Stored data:
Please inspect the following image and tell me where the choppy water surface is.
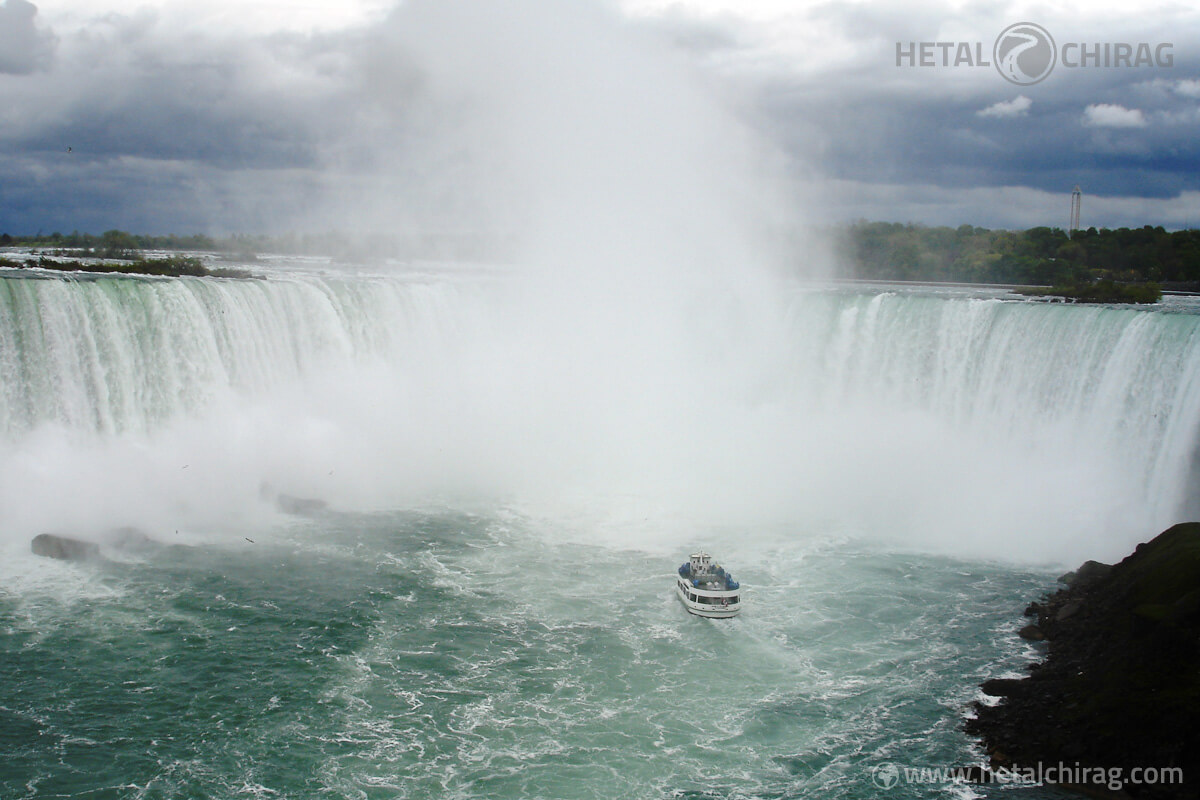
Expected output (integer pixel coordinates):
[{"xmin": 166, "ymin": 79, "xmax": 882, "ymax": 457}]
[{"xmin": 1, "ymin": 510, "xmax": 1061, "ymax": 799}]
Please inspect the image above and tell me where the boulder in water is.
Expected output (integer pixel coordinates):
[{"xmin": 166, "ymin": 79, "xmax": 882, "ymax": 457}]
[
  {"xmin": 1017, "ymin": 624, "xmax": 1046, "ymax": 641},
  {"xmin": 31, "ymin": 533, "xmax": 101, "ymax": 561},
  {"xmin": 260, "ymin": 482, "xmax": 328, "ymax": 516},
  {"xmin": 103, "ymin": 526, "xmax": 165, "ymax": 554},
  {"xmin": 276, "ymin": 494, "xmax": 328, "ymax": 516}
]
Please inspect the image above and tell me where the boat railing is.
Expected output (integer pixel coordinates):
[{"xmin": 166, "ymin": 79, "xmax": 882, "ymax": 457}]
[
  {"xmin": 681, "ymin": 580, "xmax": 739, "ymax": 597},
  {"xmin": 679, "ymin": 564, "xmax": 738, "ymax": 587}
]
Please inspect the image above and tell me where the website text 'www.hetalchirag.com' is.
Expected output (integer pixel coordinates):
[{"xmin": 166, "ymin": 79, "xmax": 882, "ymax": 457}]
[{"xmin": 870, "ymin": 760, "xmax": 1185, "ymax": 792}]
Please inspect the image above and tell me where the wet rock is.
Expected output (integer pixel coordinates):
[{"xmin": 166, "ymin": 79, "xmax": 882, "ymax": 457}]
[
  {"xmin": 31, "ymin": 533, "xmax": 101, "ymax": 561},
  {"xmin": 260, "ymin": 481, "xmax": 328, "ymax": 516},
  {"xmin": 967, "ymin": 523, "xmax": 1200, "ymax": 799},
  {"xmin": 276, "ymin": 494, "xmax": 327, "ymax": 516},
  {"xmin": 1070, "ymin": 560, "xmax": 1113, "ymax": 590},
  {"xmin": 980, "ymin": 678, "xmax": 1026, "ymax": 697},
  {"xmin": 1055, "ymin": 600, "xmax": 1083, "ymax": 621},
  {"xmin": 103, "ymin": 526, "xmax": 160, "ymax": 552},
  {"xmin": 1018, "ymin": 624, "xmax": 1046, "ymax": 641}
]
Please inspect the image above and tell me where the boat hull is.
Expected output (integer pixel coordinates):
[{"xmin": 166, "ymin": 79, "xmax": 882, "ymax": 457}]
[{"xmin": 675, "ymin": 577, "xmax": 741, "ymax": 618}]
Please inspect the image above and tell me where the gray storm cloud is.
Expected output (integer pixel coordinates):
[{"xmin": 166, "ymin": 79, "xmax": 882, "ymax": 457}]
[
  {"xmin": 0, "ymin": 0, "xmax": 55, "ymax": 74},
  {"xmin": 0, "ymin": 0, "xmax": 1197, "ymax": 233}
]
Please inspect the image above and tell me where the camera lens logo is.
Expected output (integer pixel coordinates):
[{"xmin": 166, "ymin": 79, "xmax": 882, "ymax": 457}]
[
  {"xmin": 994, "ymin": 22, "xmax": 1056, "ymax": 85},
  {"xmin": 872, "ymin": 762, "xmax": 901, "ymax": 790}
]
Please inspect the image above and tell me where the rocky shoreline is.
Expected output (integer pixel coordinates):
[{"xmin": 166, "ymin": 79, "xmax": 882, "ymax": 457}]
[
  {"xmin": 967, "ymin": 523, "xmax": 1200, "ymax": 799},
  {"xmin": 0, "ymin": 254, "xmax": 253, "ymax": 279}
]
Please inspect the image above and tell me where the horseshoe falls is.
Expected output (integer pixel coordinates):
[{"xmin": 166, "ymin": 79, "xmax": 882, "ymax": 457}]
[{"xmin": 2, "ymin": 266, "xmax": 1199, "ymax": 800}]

WHAT THE TASK REQUIRES: Please write out all the entries above again exactly as they appear, skipping any images.

EXERCISE RESPONSE:
Please inspect the following image and tell me where the choppy water surface is.
Expected output (integer pixel coordinates):
[{"xmin": 166, "ymin": 79, "xmax": 882, "ymax": 457}]
[{"xmin": 1, "ymin": 510, "xmax": 1061, "ymax": 799}]
Please inspect the image above and tell me where the boulder in water is.
Expected output (integer pixel coordinates):
[{"xmin": 166, "ymin": 79, "xmax": 882, "ymax": 457}]
[
  {"xmin": 1017, "ymin": 624, "xmax": 1046, "ymax": 641},
  {"xmin": 31, "ymin": 533, "xmax": 101, "ymax": 561},
  {"xmin": 260, "ymin": 482, "xmax": 328, "ymax": 516},
  {"xmin": 103, "ymin": 526, "xmax": 165, "ymax": 554},
  {"xmin": 276, "ymin": 494, "xmax": 328, "ymax": 516}
]
Please inspect the image above and tell me where the boat railing is.
Expected output (integer pixel coordinates):
[{"xmin": 166, "ymin": 79, "xmax": 882, "ymax": 457}]
[
  {"xmin": 681, "ymin": 580, "xmax": 739, "ymax": 597},
  {"xmin": 679, "ymin": 564, "xmax": 738, "ymax": 587}
]
Please inspect the image above and tell me where the website text 'www.hetalchirag.com' is.
Expected output (integer pixel coordinates):
[{"xmin": 166, "ymin": 79, "xmax": 882, "ymax": 457}]
[{"xmin": 870, "ymin": 760, "xmax": 1185, "ymax": 792}]
Please inspect the image above and tell me where the wet rock is.
Expected output (integer pixel coordinates):
[{"xmin": 166, "ymin": 79, "xmax": 882, "ymax": 457}]
[
  {"xmin": 31, "ymin": 533, "xmax": 101, "ymax": 561},
  {"xmin": 260, "ymin": 481, "xmax": 328, "ymax": 516},
  {"xmin": 967, "ymin": 523, "xmax": 1200, "ymax": 799},
  {"xmin": 276, "ymin": 494, "xmax": 327, "ymax": 516},
  {"xmin": 1070, "ymin": 560, "xmax": 1113, "ymax": 590},
  {"xmin": 980, "ymin": 678, "xmax": 1026, "ymax": 697},
  {"xmin": 1055, "ymin": 600, "xmax": 1083, "ymax": 621},
  {"xmin": 103, "ymin": 526, "xmax": 160, "ymax": 552},
  {"xmin": 1018, "ymin": 624, "xmax": 1046, "ymax": 641}
]
Please inspect the image above and tell me where the boat hull is.
Expected output (integer pixel coordinates):
[{"xmin": 166, "ymin": 79, "xmax": 882, "ymax": 457}]
[{"xmin": 675, "ymin": 577, "xmax": 741, "ymax": 618}]
Please inspect the image above and tell me where the gray storm cloud is.
Expected output (integer pixel coordinates):
[{"xmin": 166, "ymin": 79, "xmax": 882, "ymax": 457}]
[
  {"xmin": 0, "ymin": 0, "xmax": 55, "ymax": 74},
  {"xmin": 0, "ymin": 0, "xmax": 1197, "ymax": 233}
]
Please inspect the image above and tell me where the camera lens logo is.
Expected output (integer pixel coordinates):
[{"xmin": 166, "ymin": 79, "xmax": 882, "ymax": 457}]
[
  {"xmin": 994, "ymin": 22, "xmax": 1056, "ymax": 85},
  {"xmin": 872, "ymin": 762, "xmax": 901, "ymax": 790}
]
Please inspect the image above and tell me where the rocky shoreline is.
Expected output (integer pixel coordinates):
[{"xmin": 166, "ymin": 79, "xmax": 882, "ymax": 457}]
[
  {"xmin": 967, "ymin": 523, "xmax": 1200, "ymax": 799},
  {"xmin": 0, "ymin": 254, "xmax": 253, "ymax": 279}
]
Please inspect the image above and tell me where the horseshoe falls is.
Expected output (integer pixel coordinates):
[{"xmin": 166, "ymin": 79, "xmax": 882, "ymax": 457}]
[{"xmin": 2, "ymin": 266, "xmax": 1199, "ymax": 800}]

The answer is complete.